▶ _DOCUMENT EXTRACT_:
◆ ◆ ◆ ◆ ◆
According to the above analysis, under the actual wellbore conditions, those major factors affecting the response of HRLT logs include invasion of drilling fluid, relative dip angle and electrical anisotropy coefficient, but their degrees of influence decrease in turn. To inversely model these four parameters, λ, r_i, R_xo and R_t from HRLT logs accurately, these factors must be considered comprehensively, but they should be treated differently and step by step.

As we all know, the accuracy, speed and stability of the inversion algorithm largely depend on the selection of initial value. It is very important to give reasonable initial values of r_i, R_t and R_xo for the inversion process. In this study, a hierarchical flowsheet based on charts is proposed, which aims at accurately estimating the initial values of inversion parameters. The invasion is first consider, then the resistivity and λ. These four parameters in inclined anisotropic formation with invasion were modeled inversely (assuming that the flushed zone and the undisturbed formation possess same electrical anisotropy).

1.1.1. Determining the initial value of r_i inversion

Since the logs value of HRLT is highly sensitive to invasion degree, and the separation degree of 5 logs is directly related to r_i, we establish the charts shown in Fig. 4 by analyzing the forward simulation results at different invasion radii. In Fig. 4a, R_LA3/R_LA1 ratio of HRLT is taken as abscissa, R_LA5/R_LA1 ratio as ordinate, the red curve represents different r_i, the blue curve represents different R_t/R_xo ratios. For the layer in which we are interested, R_LA1, R_LA3 and R_LA5 values are picked respectively. According to their ratios and corresponding coordinate position, the initial value of r_i can be worked out between the two adjacent theoretical invasion radius values by interpolation method from Fig. 4a.

1.1.2. Determination of initial values of R_t and R_xo inversion

Similarly, we establish the chart as shown in Fig. 4b based on forward simulation analysis at different R_t/R_xo values under each r_i. In Fig. 4b, R_LA1 is choosen as the abscissa, R_LA5/R_LA1 is the ordinate, the blue curve in the longitudinal direction corresponds to different R_t/R_xo ratios, and the pink curve in the transverse direction corresponds to different R_xo. For the target interval, the inversion initial values of R_t and R_xo can be determined according to the positions of R_LA1 and R_LA5 curves and their ratio in Fig. 4b.
◆ ◆ ◆ ◆ ◆
▶ _PROMPT 1_: Do these statements agree with the HRLT inversion excerpt? Answer yes or no for each and quote the deciding words. (a) Drilling-fluid invasion influences HRLT logs more than the electrical anisotropy coefficient does. (b) The inversion assumes the flushed zone and the undisturbed formation differ in electrical anisotropy. (c) In Fig. 4a, the R_LA5/R_LA1 ratio is the abscissa.
▶ _PROMPT 2_: Reproduce the HRLT inversion excerpt word for word from "1.1.1. Determining the" to "from Fig. 4a.".

▶ _DATA SECTION_:
◆ ◆ ◆ ◆ ◆
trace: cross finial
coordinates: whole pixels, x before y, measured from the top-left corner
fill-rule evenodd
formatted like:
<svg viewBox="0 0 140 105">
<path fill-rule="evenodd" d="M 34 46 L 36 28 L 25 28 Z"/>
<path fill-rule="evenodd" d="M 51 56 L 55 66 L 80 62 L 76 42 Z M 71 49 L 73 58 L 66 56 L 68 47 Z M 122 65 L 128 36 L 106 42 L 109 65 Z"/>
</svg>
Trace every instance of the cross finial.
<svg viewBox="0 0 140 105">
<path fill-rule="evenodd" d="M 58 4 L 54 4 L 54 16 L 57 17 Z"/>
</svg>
◆ ◆ ◆ ◆ ◆
▶ _FULL RESPONSE 1_:
(a) Yes: "those major factors affecting the response of HRLT logs include invasion of drilling fluid, relative dip angle and electrical anisotropy coefficient, but their degrees of influence decrease in turn"
(b) No: "assuming that the flushed zone and the undisturbed formation possess same electrical anisotropy"
(c) No: "R_LA3/R_LA1 ratio of HRLT is taken as abscissa, R_LA5/R_LA1 ratio as ordinate"

▶ _FULL RESPONSE 2_:
1.1.1. Determining the initial value of r_i inversion

Since the logs value of HRLT is highly sensitive to invasion degree, and the separation degree of 5 logs is directly related to r_i, we establish the charts shown in Fig. 4 by analyzing the forward simulation results at different invasion radii. In Fig. 4a, R_LA3/R_LA1 ratio of HRLT is taken as abscissa, R_LA5/R_LA1 ratio as ordinate, the red curve represents different r_i, the blue curve represents different R_t/R_xo ratios. For the layer in which we are interested, R_LA1, R_LA3 and R_LA5 values are picked respectively. According to their ratios and corresponding coordinate position, the initial value of r_i can be worked out between the two adjacent theoretical invasion radius values by interpolation method from Fig. 4a.